-- RECORDS TO PROCESS --
--- begin ---

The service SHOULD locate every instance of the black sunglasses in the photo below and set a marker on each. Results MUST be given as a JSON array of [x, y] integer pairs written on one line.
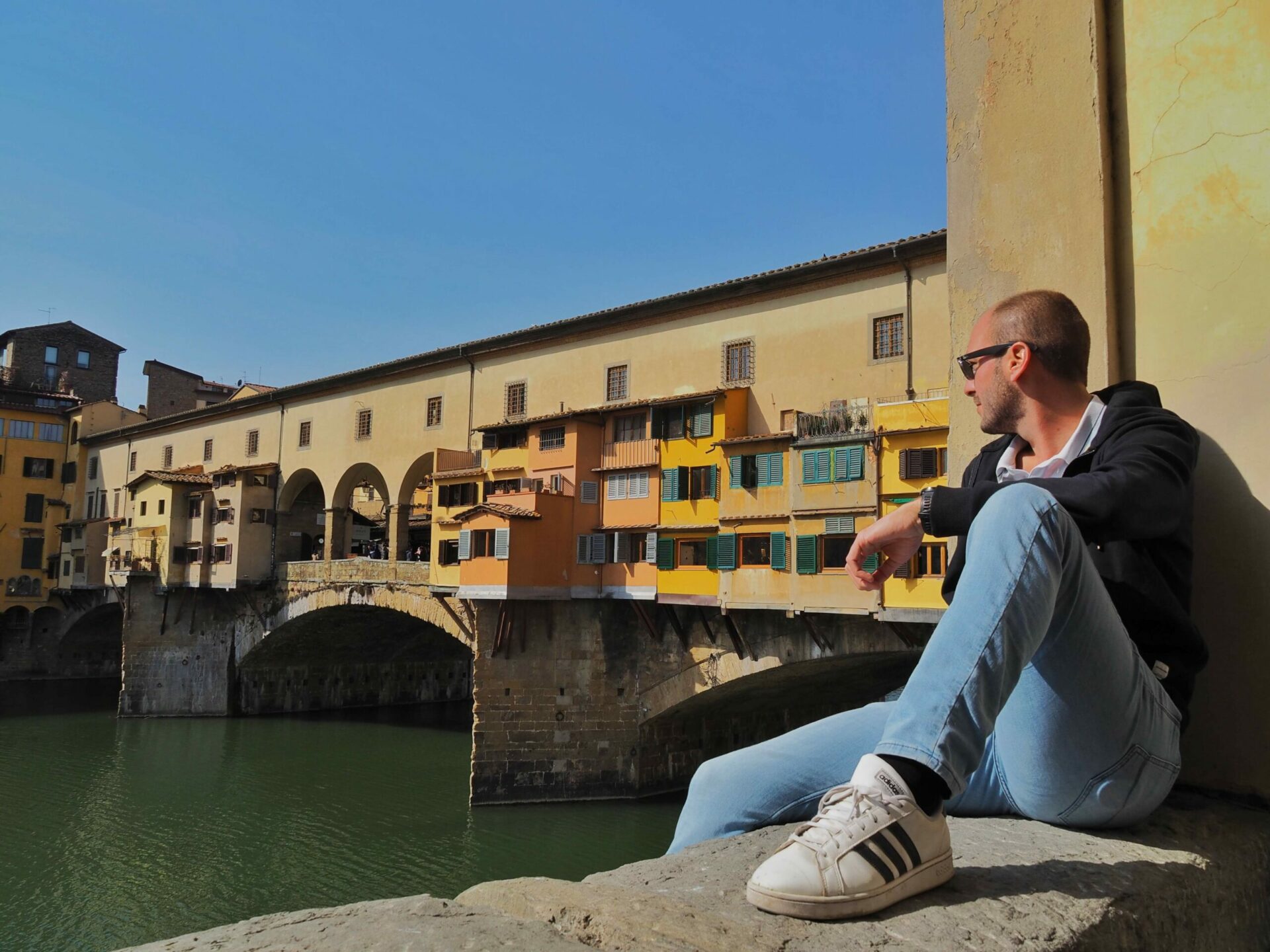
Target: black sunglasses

--- end ---
--- begin ---

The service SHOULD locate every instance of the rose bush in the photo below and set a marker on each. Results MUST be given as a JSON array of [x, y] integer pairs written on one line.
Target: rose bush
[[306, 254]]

--- end ---

-- WORK REQUIRED --
Please reproduce the records word for word, starting at the line that contains "The service SHOULD locate every instance of the black" and ending at the line that contains "Target: black sunglasses", with both of those lines included. Leave the pictures out of your copy.

-- EXPECTED ANSWER --
The service SHOULD locate every instance of the black sunglasses in the photo below and set a marker on each. Results MUST be given as a JSON array of [x, y] integer pairs written on one line.
Target: black sunglasses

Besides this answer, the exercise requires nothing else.